DOCUMENT SEGMENT:
INTRODUCTION

Diabetes mellitus type 2 (non-insulin-dependent diabetes mellitus, NIDDM) is an endocrine disease from which approximately 366 million people suffer worldwide ¹ . The prevalence of the disease in Iran and Kerman is estimated at 14.4% and 6.5-10.6%, respectively ² , 3. Skin involvement is seen in 30-100% of cases. Occasionally, skin manifestations appear before others, representing a diagnostic screening clue for NIDDM ^{4 - 8} .

Cherry angioma (senile angioma, Campbell de Morgan, CA) is a common vascular neoplasm that usually develops after the third decade of life. It consists of benign proliferation of dilated capillaries and post-capillary venules within the papillary dermis. Early lesions appear as red macules, evolving to red-purplish papules after a few months. They are usually asymptomatic, but bleeding can seldom occur due to trauma. The most common sites of involvement are the torso and extremities. The incidence of CA in children is extremely low (2%); on the contrary, half of adults over 40 have at least one CA lesion ^{9 - 11} . The pathogenesis is not well understood, but factors including genetic background, tropical climates, aging, hormonal effects (hyperprolactinemia and pregnancy), immune suppression due to cyclosporine, liver transplantation, graft versus host disease (GVHD), viral etiology (human herpes virus 8), chemical exposure (mustard gas, bromide, and 2-butoxyethanol), and malignancy (lymphoproliferative neoplasm and skin tumors) have been proposed. Subjects with CA have increased mast cells, which can lead to the proliferation of vessels and development of CA due to the primary release of angiogenic markers or degradation of connective tissues ^{10 , 12 , 13} .

Recent research indicates the association of CA with metabolic syndrome and fatty liver. A few studies demonstrate an increased prevalence of CA lesions in NIDDM ^{9 , 10 , 12 , 13} . This study evaluated the prevalence of CA in patients with NIDDM compared to healthy adults.

METHODS

Exclusion criteria were type I diabetes mellitus, immunosuppression, pregnancy, lactation, smoking, dialysis, malignancy, or use of certain drugs (including hormonal drugs, retinoids, cyclosporine or corticosteroids). Subjects were selected based on simple randomization. After obtaining written informed consent, the demographic features of the participants (age, sex, body mass index [BMI], weight, and height) and the location and number of the lesions were recorded. NIDDM was diagnosed according to American Diabetes Association guidelines ¹⁴ .

Data were analyzed by SPSS 16 (software IBM, Armonk, NY, USA). Mean ± standard deviation and frequency were used for quantitative analysis. The chi-squared test and independent t-test were utilized for qualitative and quantitative analyses, respectively.

Ethical considerations

Participation in this study was voluntary. Informed consent was obtained from all participants. The Ethics Committee of Kerman University of Medical Sciences approved the study protocol (IR.KMU.REC.1397.319).

RESULTS

Among the 200 participants in the two groups, the mean age of the patients in diabetes and control groups was 47.24 ± 9.3 and 42.58 ± 8.9 years, respectively. Most of the participants were females (61%). There was no significant difference in participants' demographic features (age, gender and height) between the two groups. However, higher BMI and weight were noted in the patients than in the controls (Table 1).

PROVIDED DATA:
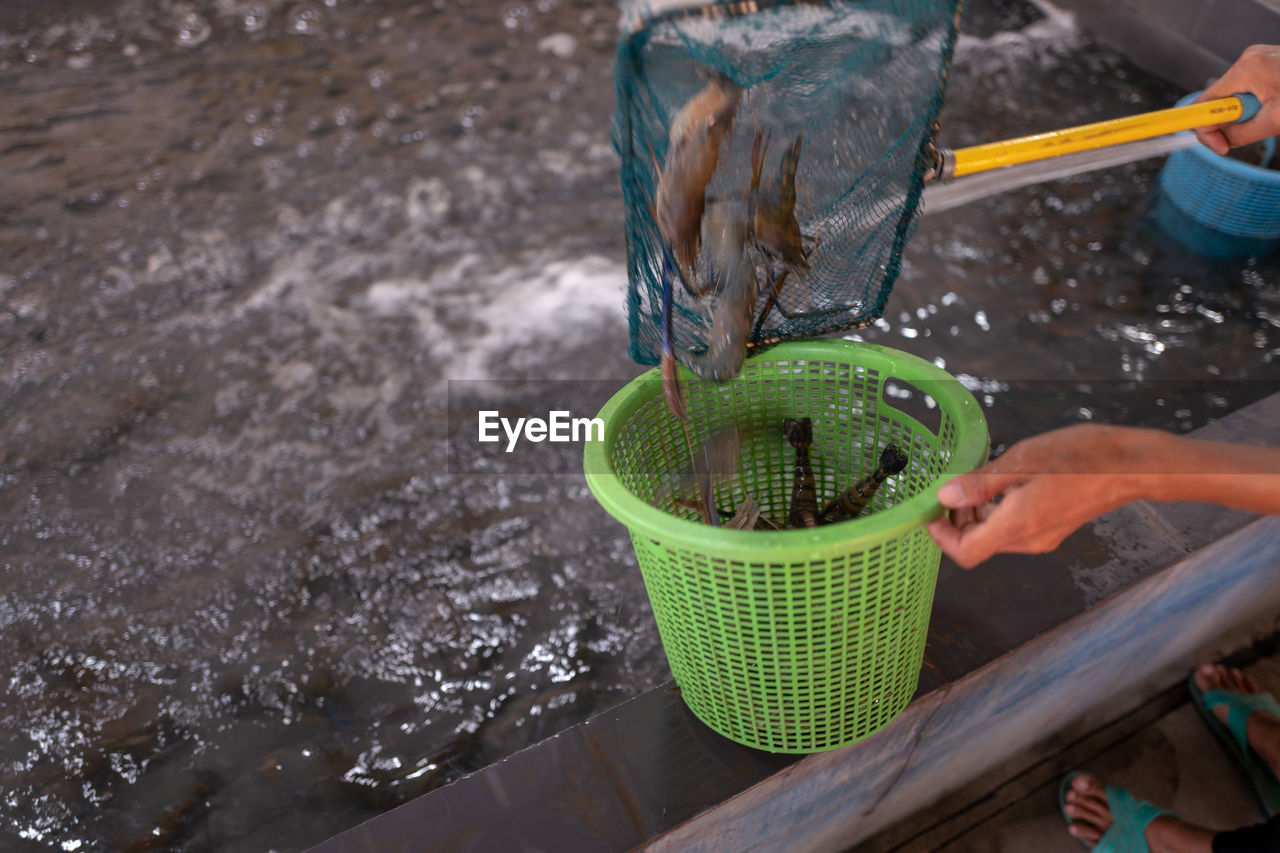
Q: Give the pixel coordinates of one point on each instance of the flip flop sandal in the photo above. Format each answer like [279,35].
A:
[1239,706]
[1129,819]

REQUIREMENT 1: Summarize the article on cherry angioma and type 2 diabetes in two sentences.
REQUIREMENT 2: Please carry on the article on cherry angioma and type 2 diabetes from the point where it stops.
You can set the lines aside; none of the work depends on them.

EXPECTED OUTPUT 1: Cherry angioma is a common benign vascular neoplasm that usually develops after the third decade of life, and a few studies show an increased prevalence of its lesions in type 2 diabetes. This study evaluated that prevalence in patients with type 2 diabetes compared to healthy adults, and among its 200 participants the two groups did not differ significantly in age, gender, or height, though the patients had higher BMI and weight.

EXPECTED OUTPUT 2:
There was no significant difference between the two groups regarding the location of the lesions (Table 1). CA lesions were more prevalent in the diabetic group (47%) than in the healthy group (30%), which was statistically significant (P=0.013). CA lesions were significantly more prevalent in females than males in the diabetes group (P=0.042). The number of CA increased parallel to aging in both groups, reaching statistical significance only in the diabetes group (P=0.004) (Table 2).

DISCUSSION

In this study, CA was more common in the NIDDM group (47%) than in healthy adults (30%), and more lesions were observed on the trunk and extremities than head and neck, compatible with prior studies ^{15 - 17} .

Arora et al., similar to the present study, demonstrated a higher prevalence of CA in patients with diabetes (44.8%) than in controls (40%), but the difference was not statistically significant11. Likewise, in two other studies in India, CA was significantly more prevalent in the diabetes group than in controls (13.25 vs. 3% and 9.33 vs. 3.33%, respectively) ^{15 , 16} . Moreover, Farchshian et al. reported a higher prevalence of CA in NIDDM patients (14.9%) than in those with insulin-dependent diabetes (4.3%) ¹⁷ .

To date, the pathogenesis of the development of CA is not completely understood. Abnormal activity of carbonic anhydride enzyme has been proposed in the pathogenesis of CA in patients with diabetes. Moreover, it has been revealed that insulin resistance, increased level of insulin growth factor1 (IGF-1) and glycosylation of endothelial cells in the basement membrane of blood vessels in diabetic patients can lead to atherosclerosis, microangiopathy and increased levels of angiogenic factors (e.g., vascular endothelial growth factor), vascular proliferation, and development of CA lesions ^{9 , 12 , 13} . Based on the result of a previous study, obesity does not affect the number of CAs ¹⁸ . Thus, our greater number of participants with a higher BMI in the diabetes group than in the healthy group probably had no confounding effect on the results.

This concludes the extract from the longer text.